AIM OF THE EXERCISE. Rewrite the records below as a JSON list of strings, one string per line, from the first line through the line containing "pixel 445 668". Leave out any blank lines.

[Collected data]

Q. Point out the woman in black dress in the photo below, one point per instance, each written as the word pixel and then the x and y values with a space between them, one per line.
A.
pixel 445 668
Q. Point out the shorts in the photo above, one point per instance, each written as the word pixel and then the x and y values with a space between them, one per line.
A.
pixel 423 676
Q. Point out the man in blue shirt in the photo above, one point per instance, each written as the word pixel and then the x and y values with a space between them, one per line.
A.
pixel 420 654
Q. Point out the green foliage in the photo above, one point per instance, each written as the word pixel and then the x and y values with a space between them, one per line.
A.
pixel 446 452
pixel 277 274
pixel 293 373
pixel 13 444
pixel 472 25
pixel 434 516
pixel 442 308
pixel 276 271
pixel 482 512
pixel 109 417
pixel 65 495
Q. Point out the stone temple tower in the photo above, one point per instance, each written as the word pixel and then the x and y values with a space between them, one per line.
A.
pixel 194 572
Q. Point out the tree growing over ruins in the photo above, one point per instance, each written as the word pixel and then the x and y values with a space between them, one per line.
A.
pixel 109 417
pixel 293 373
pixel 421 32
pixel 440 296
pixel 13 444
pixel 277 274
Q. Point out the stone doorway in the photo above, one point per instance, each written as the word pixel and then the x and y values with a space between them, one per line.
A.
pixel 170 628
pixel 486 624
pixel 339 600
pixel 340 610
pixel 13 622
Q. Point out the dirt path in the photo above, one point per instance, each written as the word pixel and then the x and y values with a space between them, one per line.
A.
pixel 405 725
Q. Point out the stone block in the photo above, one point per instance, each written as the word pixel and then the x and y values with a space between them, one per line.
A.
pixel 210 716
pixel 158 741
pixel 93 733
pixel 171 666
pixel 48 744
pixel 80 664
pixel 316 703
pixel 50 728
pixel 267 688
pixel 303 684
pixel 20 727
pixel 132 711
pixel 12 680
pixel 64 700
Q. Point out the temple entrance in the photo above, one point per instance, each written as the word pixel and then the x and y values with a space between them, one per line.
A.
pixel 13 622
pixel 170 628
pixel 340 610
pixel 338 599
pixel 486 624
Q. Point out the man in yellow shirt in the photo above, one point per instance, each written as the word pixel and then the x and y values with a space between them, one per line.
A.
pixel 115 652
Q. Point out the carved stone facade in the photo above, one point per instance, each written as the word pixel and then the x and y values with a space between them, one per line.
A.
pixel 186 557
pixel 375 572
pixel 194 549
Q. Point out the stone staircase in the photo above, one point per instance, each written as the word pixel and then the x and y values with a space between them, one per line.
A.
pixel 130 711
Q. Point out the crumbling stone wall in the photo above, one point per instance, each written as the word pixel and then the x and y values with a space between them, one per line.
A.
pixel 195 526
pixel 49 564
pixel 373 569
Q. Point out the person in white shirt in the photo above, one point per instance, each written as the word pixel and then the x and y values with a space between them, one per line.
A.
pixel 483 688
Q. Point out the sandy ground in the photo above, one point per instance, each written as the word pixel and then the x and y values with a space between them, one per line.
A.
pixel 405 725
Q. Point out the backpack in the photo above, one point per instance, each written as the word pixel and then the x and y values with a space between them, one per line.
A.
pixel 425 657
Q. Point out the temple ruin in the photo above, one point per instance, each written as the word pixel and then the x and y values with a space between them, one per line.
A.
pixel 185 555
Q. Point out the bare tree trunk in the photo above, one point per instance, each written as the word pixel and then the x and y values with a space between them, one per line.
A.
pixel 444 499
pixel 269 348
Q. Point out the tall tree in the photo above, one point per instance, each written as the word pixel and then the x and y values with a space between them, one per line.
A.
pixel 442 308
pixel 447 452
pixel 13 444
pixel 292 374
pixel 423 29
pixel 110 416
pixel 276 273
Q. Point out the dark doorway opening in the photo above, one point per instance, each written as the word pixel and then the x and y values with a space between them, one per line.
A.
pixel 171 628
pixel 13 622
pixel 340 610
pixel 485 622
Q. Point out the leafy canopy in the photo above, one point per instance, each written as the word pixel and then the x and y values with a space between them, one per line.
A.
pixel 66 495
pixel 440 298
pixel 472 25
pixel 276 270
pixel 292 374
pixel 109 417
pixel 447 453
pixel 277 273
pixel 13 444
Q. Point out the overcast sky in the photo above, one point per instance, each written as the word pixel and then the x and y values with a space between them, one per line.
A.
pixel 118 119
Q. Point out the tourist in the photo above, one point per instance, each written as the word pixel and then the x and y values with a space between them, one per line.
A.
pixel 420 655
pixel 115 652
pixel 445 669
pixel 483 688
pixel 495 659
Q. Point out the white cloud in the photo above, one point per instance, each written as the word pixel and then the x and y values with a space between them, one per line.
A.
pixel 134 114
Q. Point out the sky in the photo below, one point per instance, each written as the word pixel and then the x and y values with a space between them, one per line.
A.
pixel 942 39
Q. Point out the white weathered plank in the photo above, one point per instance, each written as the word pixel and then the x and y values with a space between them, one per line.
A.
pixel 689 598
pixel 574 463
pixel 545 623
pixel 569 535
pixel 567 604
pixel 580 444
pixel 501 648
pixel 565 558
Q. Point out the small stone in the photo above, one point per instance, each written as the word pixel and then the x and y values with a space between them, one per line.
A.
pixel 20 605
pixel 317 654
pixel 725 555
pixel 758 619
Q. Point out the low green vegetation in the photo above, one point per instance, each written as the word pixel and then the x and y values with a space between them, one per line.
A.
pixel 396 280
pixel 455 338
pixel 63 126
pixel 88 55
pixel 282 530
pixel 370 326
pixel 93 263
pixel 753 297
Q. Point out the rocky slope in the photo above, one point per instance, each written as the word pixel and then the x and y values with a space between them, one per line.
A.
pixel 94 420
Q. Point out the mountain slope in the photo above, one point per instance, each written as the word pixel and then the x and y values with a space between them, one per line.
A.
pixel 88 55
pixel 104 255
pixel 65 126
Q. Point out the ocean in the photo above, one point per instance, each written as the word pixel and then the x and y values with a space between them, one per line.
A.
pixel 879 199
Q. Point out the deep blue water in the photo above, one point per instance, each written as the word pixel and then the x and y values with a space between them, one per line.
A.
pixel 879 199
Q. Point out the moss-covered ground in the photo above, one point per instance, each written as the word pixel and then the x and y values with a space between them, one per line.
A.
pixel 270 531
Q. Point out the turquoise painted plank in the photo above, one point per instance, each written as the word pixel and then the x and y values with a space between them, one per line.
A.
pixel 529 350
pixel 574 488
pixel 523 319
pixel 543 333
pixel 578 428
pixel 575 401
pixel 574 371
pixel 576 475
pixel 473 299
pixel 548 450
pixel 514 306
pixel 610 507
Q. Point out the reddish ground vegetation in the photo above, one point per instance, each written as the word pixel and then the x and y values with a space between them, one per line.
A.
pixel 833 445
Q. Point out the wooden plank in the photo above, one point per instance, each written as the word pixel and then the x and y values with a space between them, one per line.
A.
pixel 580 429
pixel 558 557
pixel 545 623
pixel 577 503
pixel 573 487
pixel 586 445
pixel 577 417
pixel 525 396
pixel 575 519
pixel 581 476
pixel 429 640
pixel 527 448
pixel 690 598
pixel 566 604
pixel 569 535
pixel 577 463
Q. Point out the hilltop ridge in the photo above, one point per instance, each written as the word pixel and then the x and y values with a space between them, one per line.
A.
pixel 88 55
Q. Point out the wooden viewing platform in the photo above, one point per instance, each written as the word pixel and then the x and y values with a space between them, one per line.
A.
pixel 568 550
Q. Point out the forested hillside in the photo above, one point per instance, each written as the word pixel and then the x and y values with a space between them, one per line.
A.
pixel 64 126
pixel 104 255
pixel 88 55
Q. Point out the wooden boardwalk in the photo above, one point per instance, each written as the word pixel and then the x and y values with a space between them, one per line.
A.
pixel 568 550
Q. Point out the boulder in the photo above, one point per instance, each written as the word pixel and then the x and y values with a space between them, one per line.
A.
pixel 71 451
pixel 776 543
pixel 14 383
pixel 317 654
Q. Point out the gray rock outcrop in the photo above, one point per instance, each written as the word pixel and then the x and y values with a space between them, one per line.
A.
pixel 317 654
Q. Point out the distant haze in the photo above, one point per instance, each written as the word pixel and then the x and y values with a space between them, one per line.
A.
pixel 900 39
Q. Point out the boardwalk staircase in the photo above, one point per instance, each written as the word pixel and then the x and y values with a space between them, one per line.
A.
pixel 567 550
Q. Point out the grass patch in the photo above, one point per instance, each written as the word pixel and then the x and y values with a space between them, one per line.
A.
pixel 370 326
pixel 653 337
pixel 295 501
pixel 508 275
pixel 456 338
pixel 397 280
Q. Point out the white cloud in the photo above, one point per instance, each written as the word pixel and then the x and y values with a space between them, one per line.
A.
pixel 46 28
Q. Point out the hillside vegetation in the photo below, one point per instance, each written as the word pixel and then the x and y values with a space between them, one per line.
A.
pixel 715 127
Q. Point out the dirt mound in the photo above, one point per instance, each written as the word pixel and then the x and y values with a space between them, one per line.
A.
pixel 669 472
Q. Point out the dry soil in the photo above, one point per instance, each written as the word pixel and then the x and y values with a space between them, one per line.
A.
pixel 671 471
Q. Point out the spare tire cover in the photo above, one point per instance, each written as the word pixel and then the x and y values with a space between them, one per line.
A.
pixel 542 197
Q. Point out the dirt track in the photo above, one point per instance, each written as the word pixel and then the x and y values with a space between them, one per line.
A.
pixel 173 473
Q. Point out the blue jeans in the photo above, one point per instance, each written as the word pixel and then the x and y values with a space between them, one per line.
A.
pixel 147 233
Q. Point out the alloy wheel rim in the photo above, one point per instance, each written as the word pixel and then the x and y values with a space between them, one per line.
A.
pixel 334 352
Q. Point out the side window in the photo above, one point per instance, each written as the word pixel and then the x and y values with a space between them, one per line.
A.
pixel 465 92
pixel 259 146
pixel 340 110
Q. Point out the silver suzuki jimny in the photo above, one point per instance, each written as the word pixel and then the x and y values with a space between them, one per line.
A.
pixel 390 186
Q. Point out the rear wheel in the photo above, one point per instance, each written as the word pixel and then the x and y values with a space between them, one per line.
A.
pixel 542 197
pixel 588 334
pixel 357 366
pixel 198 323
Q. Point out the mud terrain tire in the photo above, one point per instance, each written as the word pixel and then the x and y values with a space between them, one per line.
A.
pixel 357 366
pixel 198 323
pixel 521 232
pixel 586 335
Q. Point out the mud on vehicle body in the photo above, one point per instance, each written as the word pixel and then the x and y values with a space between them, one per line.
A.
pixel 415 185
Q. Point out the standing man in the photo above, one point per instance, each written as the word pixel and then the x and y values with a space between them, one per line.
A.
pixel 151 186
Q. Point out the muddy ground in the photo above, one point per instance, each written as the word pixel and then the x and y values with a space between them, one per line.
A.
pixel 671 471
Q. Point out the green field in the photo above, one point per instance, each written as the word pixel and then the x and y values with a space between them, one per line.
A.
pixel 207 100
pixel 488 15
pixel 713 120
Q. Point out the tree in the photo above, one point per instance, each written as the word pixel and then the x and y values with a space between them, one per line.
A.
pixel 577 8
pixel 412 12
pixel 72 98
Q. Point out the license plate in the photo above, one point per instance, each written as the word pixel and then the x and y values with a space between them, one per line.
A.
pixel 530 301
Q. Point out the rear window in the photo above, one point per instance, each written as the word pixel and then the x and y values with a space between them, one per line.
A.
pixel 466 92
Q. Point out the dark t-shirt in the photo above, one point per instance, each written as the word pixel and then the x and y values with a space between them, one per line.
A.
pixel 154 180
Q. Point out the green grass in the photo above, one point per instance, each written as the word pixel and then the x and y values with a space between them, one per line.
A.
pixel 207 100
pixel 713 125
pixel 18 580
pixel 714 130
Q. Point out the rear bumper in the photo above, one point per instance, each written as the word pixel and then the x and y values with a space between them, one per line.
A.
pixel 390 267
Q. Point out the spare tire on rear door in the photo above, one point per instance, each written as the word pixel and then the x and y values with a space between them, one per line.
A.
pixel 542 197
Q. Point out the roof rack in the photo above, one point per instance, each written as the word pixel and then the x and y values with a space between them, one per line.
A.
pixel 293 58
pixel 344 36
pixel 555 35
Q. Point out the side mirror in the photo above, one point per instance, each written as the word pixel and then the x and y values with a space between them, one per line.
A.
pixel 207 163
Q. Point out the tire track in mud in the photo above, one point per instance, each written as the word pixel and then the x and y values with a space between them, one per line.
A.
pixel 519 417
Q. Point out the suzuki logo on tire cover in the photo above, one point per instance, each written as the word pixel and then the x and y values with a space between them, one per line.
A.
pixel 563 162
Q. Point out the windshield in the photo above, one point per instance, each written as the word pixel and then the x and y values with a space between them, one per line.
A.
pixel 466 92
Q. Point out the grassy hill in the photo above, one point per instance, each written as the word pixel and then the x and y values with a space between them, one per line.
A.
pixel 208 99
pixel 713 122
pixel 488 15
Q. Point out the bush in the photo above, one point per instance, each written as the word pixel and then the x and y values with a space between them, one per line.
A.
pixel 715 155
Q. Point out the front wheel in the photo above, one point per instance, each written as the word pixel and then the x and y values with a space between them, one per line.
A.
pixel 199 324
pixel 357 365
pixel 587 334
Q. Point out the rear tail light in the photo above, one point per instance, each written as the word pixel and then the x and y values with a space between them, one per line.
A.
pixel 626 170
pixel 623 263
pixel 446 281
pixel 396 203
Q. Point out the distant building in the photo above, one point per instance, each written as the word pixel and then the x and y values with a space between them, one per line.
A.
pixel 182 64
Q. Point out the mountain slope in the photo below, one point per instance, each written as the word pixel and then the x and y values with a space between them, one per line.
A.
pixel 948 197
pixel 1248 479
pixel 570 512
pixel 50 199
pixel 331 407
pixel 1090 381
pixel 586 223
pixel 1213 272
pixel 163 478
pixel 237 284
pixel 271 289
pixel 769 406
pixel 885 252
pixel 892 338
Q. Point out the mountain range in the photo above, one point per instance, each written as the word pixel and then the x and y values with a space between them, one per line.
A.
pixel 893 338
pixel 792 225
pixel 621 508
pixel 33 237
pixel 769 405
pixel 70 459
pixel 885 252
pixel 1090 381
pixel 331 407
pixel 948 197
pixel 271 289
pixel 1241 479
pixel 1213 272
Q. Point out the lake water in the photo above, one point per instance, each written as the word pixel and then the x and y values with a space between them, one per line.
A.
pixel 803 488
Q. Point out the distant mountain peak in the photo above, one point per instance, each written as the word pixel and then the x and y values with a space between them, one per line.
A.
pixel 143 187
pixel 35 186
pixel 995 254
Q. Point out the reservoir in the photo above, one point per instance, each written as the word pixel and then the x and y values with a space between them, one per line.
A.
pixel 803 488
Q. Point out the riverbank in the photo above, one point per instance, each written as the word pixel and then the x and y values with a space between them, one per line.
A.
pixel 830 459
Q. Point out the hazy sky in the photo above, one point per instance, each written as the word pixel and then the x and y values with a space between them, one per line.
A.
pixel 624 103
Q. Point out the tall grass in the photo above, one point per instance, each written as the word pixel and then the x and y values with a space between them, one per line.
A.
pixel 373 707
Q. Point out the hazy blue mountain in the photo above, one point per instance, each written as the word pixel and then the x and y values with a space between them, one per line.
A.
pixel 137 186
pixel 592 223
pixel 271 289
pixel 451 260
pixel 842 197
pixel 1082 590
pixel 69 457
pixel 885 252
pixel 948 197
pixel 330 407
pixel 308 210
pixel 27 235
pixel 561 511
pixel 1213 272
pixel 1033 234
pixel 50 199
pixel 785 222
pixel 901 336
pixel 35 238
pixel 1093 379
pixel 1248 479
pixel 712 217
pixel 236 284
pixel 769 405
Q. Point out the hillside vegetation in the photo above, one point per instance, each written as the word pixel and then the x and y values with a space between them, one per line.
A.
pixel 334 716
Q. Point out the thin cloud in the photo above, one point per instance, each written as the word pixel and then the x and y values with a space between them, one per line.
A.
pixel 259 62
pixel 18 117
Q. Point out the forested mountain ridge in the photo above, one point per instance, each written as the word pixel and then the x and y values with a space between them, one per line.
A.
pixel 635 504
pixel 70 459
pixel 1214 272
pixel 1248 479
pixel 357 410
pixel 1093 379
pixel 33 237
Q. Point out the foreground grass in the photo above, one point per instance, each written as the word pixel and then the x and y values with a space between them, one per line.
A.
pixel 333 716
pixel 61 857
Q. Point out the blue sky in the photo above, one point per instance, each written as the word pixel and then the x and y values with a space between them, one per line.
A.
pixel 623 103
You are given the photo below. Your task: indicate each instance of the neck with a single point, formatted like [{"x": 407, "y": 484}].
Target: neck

RESULT.
[
  "Q. Point out the woman in black dress in the photo below, one point per instance, each written as the word pixel and then the x and y values with a space between them, one per line.",
  "A.",
  "pixel 445 668"
]